*What needs to be done*.
Write out the entries, please, from the line containing "form [365, 124]." through their final line, exactly and with nothing else.

*Stored records*.

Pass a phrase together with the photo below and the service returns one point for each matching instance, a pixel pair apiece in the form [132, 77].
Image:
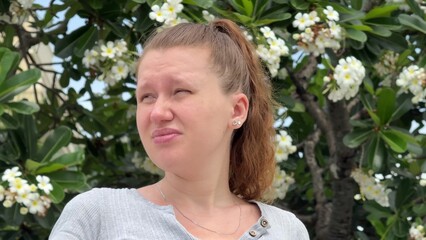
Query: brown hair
[252, 163]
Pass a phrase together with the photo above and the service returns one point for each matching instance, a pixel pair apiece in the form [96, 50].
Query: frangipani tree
[349, 75]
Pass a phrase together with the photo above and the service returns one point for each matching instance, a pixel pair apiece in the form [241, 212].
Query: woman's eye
[147, 98]
[182, 91]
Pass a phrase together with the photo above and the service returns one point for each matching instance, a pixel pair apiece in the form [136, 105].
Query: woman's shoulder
[283, 220]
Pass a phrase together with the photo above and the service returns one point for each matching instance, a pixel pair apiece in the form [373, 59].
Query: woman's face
[184, 118]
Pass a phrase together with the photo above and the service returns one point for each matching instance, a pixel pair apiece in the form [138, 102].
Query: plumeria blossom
[370, 188]
[32, 198]
[167, 13]
[19, 12]
[413, 79]
[317, 34]
[284, 146]
[417, 232]
[331, 14]
[273, 49]
[113, 60]
[422, 179]
[346, 79]
[44, 184]
[158, 13]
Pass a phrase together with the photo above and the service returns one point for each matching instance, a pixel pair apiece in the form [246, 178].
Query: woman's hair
[252, 163]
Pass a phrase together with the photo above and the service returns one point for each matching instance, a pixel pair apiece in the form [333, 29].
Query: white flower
[36, 206]
[267, 32]
[19, 186]
[23, 211]
[348, 75]
[413, 79]
[44, 183]
[7, 203]
[158, 14]
[284, 146]
[24, 198]
[335, 30]
[2, 193]
[26, 4]
[90, 58]
[370, 188]
[120, 70]
[121, 47]
[331, 14]
[11, 174]
[280, 184]
[313, 18]
[301, 21]
[108, 50]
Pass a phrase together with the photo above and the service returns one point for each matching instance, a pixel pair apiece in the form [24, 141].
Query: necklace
[194, 222]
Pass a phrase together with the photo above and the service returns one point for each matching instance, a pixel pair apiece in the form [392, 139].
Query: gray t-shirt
[105, 213]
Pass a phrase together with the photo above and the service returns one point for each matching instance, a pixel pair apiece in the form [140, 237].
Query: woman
[205, 116]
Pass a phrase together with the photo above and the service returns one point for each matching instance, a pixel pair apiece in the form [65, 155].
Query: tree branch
[322, 209]
[300, 81]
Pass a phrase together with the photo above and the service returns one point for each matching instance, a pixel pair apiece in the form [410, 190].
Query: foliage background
[83, 147]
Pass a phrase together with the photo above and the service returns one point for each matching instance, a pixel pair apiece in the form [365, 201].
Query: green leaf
[31, 165]
[404, 105]
[86, 41]
[117, 29]
[275, 16]
[381, 11]
[400, 228]
[242, 18]
[357, 137]
[375, 153]
[24, 107]
[68, 179]
[300, 4]
[8, 122]
[356, 35]
[404, 193]
[248, 7]
[65, 47]
[57, 194]
[413, 21]
[394, 141]
[385, 105]
[387, 23]
[420, 209]
[356, 4]
[8, 61]
[396, 42]
[62, 162]
[358, 27]
[381, 31]
[95, 4]
[59, 138]
[18, 83]
[414, 5]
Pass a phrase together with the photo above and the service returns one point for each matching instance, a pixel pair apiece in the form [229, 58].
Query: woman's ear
[240, 109]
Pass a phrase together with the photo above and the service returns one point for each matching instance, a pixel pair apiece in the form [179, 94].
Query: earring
[236, 123]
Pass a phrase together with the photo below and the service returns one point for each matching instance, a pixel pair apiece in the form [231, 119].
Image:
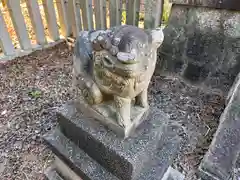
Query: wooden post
[100, 13]
[19, 23]
[36, 20]
[5, 40]
[63, 17]
[51, 19]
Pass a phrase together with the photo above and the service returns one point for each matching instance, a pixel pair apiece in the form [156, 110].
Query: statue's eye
[107, 60]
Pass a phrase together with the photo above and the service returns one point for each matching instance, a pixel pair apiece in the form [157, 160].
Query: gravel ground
[32, 86]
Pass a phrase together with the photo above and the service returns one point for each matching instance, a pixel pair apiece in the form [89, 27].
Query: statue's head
[127, 48]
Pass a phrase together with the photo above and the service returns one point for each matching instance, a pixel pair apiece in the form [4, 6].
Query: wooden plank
[74, 8]
[19, 23]
[119, 12]
[62, 7]
[115, 8]
[36, 20]
[87, 18]
[51, 19]
[100, 13]
[153, 11]
[133, 9]
[5, 40]
[113, 12]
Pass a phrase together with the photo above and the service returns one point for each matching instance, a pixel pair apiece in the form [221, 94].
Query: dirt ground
[33, 86]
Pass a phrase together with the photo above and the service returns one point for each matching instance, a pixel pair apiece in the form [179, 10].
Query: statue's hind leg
[142, 99]
[123, 107]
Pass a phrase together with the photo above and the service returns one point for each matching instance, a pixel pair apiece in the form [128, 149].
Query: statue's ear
[157, 37]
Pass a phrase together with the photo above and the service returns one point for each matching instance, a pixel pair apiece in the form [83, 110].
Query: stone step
[75, 158]
[52, 174]
[125, 158]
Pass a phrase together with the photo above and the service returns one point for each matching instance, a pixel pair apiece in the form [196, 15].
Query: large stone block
[147, 154]
[202, 45]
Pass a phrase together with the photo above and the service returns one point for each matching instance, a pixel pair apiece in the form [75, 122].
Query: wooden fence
[65, 18]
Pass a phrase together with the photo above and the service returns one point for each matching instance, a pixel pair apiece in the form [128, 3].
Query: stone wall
[202, 45]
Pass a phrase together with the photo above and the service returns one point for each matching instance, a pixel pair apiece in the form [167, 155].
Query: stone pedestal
[84, 149]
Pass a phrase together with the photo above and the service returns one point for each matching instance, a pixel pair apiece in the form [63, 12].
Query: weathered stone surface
[233, 89]
[112, 70]
[218, 4]
[173, 174]
[221, 157]
[202, 45]
[146, 154]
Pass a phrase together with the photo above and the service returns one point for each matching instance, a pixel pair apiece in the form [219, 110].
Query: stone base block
[93, 152]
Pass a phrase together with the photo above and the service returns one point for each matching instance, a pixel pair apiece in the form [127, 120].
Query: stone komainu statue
[113, 69]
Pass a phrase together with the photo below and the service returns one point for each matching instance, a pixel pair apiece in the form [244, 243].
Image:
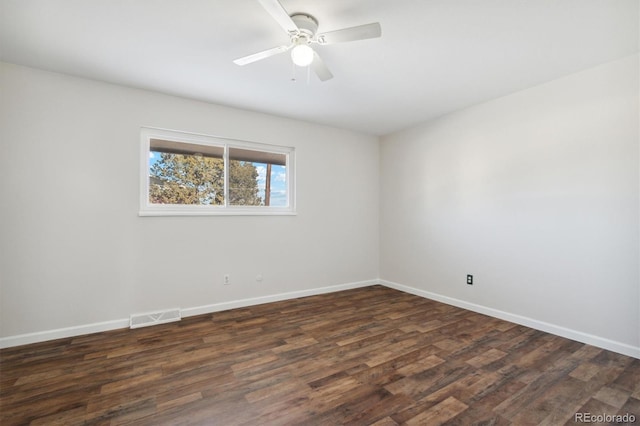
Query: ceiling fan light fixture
[302, 55]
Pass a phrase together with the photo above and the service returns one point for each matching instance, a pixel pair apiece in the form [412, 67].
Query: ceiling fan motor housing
[307, 24]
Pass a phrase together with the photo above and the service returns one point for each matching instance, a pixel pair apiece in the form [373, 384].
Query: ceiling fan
[302, 28]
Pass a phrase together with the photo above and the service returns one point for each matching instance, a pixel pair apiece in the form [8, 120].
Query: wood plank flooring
[370, 356]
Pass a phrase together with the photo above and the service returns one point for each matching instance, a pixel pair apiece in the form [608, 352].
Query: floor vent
[153, 318]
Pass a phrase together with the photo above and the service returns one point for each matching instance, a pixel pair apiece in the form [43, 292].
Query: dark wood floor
[366, 356]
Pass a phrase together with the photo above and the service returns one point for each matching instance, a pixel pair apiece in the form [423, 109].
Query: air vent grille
[153, 318]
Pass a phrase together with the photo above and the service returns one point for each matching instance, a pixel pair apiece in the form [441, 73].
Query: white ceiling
[434, 56]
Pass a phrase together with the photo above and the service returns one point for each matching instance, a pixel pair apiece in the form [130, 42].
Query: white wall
[73, 250]
[537, 195]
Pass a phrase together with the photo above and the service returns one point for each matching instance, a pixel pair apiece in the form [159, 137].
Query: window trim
[148, 209]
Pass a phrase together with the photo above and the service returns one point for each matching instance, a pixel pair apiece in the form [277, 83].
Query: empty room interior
[336, 212]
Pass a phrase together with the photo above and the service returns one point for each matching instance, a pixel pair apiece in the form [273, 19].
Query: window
[190, 174]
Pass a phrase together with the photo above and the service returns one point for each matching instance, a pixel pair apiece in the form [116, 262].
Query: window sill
[220, 212]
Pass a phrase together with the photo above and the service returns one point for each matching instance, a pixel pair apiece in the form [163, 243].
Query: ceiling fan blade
[281, 16]
[261, 55]
[320, 68]
[361, 32]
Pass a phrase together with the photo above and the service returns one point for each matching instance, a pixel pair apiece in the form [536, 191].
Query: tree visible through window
[219, 175]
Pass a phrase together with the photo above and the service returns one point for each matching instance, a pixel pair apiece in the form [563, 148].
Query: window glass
[187, 174]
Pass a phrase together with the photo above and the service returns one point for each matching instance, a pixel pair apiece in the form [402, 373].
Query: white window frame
[148, 209]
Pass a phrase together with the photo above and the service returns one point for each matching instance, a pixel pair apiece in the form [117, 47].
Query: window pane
[257, 178]
[193, 179]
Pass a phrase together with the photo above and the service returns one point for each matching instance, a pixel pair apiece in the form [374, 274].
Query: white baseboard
[43, 336]
[61, 333]
[579, 336]
[243, 303]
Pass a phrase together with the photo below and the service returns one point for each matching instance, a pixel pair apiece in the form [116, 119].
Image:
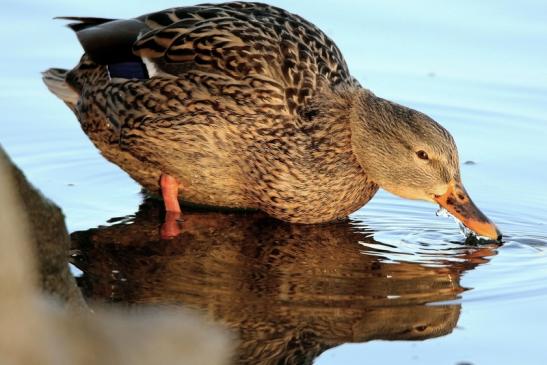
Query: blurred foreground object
[37, 329]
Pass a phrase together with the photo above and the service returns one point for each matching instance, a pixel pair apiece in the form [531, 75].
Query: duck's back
[223, 104]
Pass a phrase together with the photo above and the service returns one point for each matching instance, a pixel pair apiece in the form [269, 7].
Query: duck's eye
[422, 154]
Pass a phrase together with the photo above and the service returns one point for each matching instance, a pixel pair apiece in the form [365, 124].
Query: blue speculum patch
[128, 70]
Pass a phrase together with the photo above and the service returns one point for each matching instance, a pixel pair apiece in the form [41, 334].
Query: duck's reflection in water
[289, 291]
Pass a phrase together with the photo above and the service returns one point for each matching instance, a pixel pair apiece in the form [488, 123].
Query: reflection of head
[291, 291]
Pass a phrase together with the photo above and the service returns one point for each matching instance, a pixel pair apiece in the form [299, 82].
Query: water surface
[394, 284]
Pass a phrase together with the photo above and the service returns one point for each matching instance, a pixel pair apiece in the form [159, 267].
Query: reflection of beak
[458, 203]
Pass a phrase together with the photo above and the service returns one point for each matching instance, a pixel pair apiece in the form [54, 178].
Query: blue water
[479, 68]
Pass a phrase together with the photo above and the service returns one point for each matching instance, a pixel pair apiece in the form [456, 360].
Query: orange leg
[169, 191]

*Final result*.
Pass a phrase together with the photo above and the service returns one point for each matching instance, a pixel pair apiece in the form [365, 124].
Query: blue speculum patch
[128, 70]
Pass a phrase together with the photo above and the service returns one point for each matching instance, a pixel pair apiece in the form [41, 334].
Query: duck's reflection in water
[289, 291]
Pass a phrase together with the photo above and the service returns one point for each matching instance, a pixel pair apiece in the form [488, 123].
Query: reflection of head
[291, 291]
Pass a phrase together with the photo above and the service returns one point for each matching instance, a pixel pair apiece in the form [299, 82].
Query: water surface
[394, 284]
Pass a phrase together with the photo above and the service returns one point for each matching instance, a pixel pair apiece in the form [159, 267].
Query: reflection of beak
[458, 203]
Pass a phrase together with the photo above and the service returns one point for each matching instance, a pixel pair apiece in the form [54, 178].
Query: blue water
[479, 68]
Pass a phrase together with the photo above and the service returns one point for each matching instance, a pixel pair apiece in the form [456, 360].
Query: orange leg
[169, 191]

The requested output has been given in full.